Une frénésie d'achats nocturne
Sébastien, 13 ans, a lui été victime d'une frénésie d'achats durant une nuit, alors qu'il s'adonnait à son jeu préféré, Brawl Stars. Dans la boutique du jeu, tout s'achète avec une monnaie virtuelle, les gemmes, que l'on obtient avec du vrai argent. Au matin, son père s'est rendu compte que Sébastien avait procédé à une dizaine d'achats pour un total de 300 francs avec sa carte de crédit.
"Je ne me rendais pas compte de l'argent que je dépensais, mais je me rendais compte des gemmes que je recevais, relate-t-il. Du coup, j'ai commencé à cliquer pas mal de fois pour acheter des gemmes". Il avoue avoir mal vécu cette histoire, en se rendant compte après coup qu'il avait dépensé beaucoup d'argent. Une somme qu'il devra rembourser.
Son père, qui s'est résolu à mieux protéger sa carte de crédit, relève lui que le procédé d'achat est particulièrement facile. A ses yeux, toute personne qui joue, même adulte, est soumis chaque jour à de telles sollicitations. "Et ça peut devenir addictifs."
Manque de transparence
Les "loot boxes" et les microtransactions sont dans le viseur des associations de consommatrices et consommateurs comme la Fédération romande des consommateurs (FRC).
"On a un peu tendance à croire que c'est un marché de niche. Ce n'est pas du tout le cas", insiste sa directrice Sophie Michaud-Gigon. "C'est un marché qui génère des revenus annuels à hauteur de 171 milliards. Rien que les microtransactions représentent plus de 32 milliards. C'est donc beaucoup d'argent".
Celle qui est aussi conseillère nationale verte vaudoise dénonce le manque de transparence des "loot boxes", des monnaies virtuelles à l'impossibilité de se faire rembourser en passant par des gains aléatoires.
Au Parlement, Sophie Michaud-Gigon a tenté d'imposer un cadre législatif pour les microtransactions, sans succès jusqu'ici. Selon elle, il ne faut pas forcément les interdire, mais les encadrer.
Des achats "facultatifs"
D'autres pays n'ont pas attendu pour prendre des mesures. Les Pays-Bas et la Belgique ont interdit les "loot boxes".

============

▶ _Travail à faire_:
[1] Relevez toutes les sommes d'argent chiffrées que mentionne le texte sur les microtransactions.
[2] Dans le texte sur les microtransactions, réécrivez sous forme de liste courte le paragraphe qui commence par « Sébastien, 13 ans » en conservant ses faits principaux.
[3] Prolongez le texte sur les microtransactions à partir de sa dernière phrase.

▶ _Extrait de données_:
============

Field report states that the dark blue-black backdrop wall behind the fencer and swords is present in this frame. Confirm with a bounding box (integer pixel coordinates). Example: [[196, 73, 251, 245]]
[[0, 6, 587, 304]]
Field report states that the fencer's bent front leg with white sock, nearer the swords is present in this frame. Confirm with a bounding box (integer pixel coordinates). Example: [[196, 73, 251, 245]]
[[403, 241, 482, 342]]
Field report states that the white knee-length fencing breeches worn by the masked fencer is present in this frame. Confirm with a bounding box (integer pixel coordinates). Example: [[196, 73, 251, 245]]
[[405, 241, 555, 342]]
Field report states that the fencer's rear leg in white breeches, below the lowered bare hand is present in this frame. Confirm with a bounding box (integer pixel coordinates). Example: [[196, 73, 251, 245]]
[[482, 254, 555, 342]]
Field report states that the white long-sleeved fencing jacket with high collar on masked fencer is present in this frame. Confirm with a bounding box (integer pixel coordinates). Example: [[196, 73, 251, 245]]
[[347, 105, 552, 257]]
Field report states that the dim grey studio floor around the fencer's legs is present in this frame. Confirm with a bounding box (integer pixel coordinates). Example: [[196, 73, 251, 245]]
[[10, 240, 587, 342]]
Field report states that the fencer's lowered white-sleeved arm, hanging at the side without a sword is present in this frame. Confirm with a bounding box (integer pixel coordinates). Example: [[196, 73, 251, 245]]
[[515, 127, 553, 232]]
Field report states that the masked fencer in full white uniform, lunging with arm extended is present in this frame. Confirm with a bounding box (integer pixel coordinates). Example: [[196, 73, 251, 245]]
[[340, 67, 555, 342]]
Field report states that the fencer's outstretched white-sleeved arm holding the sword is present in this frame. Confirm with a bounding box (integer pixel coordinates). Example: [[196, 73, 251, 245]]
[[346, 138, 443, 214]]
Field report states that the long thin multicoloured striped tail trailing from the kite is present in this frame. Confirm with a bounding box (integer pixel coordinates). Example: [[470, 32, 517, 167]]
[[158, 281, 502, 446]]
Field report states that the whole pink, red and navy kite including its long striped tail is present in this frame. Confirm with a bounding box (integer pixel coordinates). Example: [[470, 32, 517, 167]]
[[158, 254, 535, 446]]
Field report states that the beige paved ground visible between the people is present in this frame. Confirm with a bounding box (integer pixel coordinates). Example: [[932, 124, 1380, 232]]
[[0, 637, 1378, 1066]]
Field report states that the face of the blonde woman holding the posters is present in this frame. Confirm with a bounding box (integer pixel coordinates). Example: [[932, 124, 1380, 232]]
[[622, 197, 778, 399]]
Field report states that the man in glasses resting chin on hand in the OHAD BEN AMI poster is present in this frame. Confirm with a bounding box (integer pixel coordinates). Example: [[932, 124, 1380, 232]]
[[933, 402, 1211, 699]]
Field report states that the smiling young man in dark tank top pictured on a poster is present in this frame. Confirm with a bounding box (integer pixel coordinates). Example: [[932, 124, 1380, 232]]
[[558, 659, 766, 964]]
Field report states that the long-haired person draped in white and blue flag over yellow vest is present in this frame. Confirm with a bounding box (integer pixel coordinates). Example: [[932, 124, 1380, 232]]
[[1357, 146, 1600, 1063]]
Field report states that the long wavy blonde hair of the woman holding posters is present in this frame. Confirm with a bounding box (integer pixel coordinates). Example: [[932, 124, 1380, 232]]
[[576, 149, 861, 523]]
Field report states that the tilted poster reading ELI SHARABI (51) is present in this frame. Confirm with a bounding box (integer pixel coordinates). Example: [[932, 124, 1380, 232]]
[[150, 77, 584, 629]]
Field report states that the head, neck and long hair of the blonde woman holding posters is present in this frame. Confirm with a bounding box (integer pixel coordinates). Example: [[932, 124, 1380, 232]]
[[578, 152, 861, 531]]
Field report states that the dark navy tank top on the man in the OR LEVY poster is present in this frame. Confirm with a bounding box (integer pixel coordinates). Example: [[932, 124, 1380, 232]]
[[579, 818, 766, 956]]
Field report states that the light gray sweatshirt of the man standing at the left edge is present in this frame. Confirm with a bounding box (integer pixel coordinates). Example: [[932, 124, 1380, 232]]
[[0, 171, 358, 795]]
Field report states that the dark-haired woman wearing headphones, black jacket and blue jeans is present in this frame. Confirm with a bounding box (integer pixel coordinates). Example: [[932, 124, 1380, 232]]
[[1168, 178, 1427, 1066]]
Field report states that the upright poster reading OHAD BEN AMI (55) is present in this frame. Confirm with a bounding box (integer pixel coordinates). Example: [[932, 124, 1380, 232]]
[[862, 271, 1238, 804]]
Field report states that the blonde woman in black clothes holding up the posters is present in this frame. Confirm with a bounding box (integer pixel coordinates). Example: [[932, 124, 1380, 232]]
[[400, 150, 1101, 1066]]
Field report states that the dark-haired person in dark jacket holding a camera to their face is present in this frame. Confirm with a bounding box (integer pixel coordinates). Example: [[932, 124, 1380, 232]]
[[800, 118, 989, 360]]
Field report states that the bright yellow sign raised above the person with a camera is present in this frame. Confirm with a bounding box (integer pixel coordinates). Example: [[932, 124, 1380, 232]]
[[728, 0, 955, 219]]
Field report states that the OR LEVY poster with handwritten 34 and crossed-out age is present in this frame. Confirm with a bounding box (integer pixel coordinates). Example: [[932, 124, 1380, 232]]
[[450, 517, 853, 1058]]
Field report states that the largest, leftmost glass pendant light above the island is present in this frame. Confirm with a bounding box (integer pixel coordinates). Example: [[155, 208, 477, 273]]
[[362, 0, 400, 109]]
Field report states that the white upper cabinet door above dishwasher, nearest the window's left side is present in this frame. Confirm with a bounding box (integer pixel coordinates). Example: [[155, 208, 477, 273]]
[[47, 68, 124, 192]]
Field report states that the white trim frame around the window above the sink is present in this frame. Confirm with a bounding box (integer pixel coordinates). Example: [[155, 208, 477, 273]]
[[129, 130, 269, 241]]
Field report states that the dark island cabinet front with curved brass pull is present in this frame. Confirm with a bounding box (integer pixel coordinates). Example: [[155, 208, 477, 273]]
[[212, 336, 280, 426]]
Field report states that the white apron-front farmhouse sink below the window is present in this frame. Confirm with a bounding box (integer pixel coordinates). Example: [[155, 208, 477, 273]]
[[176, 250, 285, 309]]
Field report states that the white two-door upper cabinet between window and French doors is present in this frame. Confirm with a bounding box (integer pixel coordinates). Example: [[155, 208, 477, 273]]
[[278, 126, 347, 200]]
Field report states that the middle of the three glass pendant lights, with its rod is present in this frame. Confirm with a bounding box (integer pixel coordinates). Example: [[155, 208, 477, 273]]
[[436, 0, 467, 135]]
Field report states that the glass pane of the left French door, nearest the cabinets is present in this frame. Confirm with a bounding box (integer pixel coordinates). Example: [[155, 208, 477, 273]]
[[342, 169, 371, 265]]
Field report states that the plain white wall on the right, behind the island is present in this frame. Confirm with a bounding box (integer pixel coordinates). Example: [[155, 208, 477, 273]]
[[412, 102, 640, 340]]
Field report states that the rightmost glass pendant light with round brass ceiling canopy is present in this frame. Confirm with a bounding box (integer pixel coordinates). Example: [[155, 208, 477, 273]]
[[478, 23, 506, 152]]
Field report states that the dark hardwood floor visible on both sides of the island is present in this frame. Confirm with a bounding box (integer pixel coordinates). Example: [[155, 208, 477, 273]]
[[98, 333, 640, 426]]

============

▶ _Réponses par consigne_:
[1]
- 300 francs
- 171 milliards
- plus de 32 milliards

[2]
- Sébastien, 13 ans, a fait une frénésie d'achats pendant une nuit en jouant à Brawl Stars.
- Dans la boutique du jeu, tout s'achète en gemmes, une monnaie virtuelle obtenue avec du vrai argent.
- Au matin, son père a découvert une dizaine d'achats, d'un total de 300 francs, payés par carte de crédit.

[3]
Aux Etats-Unis, Epic Games, l'éditeur de "Fortnite", a été condamné en décembre à une amende de 500 millions de francs pour pratiques commerciales douteuses. Auparavant, le patron de la société, le milliardaire Tim Sweeney, avait déjà supprimé les "loot boxes" dans le jeu.
D'autres campent sur leur position comme l'éditeur du jeu le plus vendu au monde, FIFA.
Contacté par la RTS, Electronic Arts a répondu par écrit: "Dans tous nos titres, les achats sont toujours facultatifs et la plupart des joueurs choisissent de ne pas dépenser d'argent. Nous partageons l'avis des régulateurs et tribunaux du monde entier qui ont conclu que les 'loot boxes' ne sont pas des jeux d'argent".
Le rôle des youtubeurs et influenceurs
Il n'est pas facile pour l'industrie des jeux vidéo de se passer de la poule aux oeufs d'or. Car tout un écosystème fonctionne autour des "loot boxes", alimenté par des youtubeurs et influenceurs.
A Saint-Julien, en France voisine, Tom enregistre des vidéos pour ses abonnés depuis son petit bureau. Ses followers le connaissent sous le nom de "Psyko 17".
Je pense que n'importe quel youtubeur qui regarde ses statistiques à l'heure actuelle voit que ce sont les vidéos de 'pack opening' qui font le plus de vues
Tom, qui a grandi à Neuchâtel, est suivi par 900'000 abonnés, il est dans le top 3 des youtubeurs francophones sur le jeu FIFA. Il s'est même retrouvé dans des vidéos avec le footballeur français Antoine Griezmann.
Ses vidéos les plus regardées, ce ne sont pas celles où il joue, mais celles où il ouvre des packs, des "loot boxes". Elles peuvent dépasser le million de vues.
"Je pense que n'importe quel youtubeur qui regarde ses statistiques à l'heure actuelle voit que ce sont les vidéos de 'pack opening' qui font le plus de vues, parce que les gens les demandent", estime-t-il.
Pousser à la consommation
Tom se montre très critique sur le système des packs, d'autant que tout ce que les joueurs achètent est très éphémère puisqu'une nouvelle version du jeu est publiée chaque année.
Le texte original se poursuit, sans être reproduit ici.